[BEGIN Records supplied]
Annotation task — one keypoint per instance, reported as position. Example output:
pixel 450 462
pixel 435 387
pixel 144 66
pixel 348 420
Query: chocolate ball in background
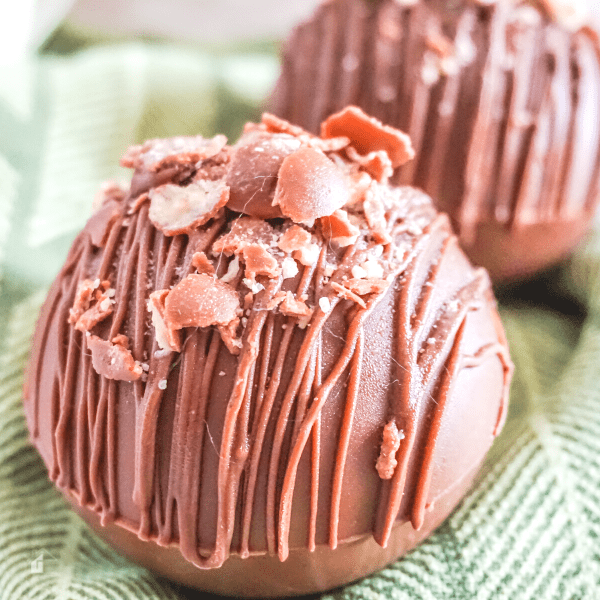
pixel 267 407
pixel 500 99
[END Records supplied]
Given task
Rewrite all the items above with "keypoint" changed to "marker" and everything else kept the same. Leave out the pictures.

Full answer
Annotation task — one marker per instance, reported as position. Example output:
pixel 450 462
pixel 435 387
pixel 144 66
pixel 348 420
Query: chocolate ball in background
pixel 267 407
pixel 500 99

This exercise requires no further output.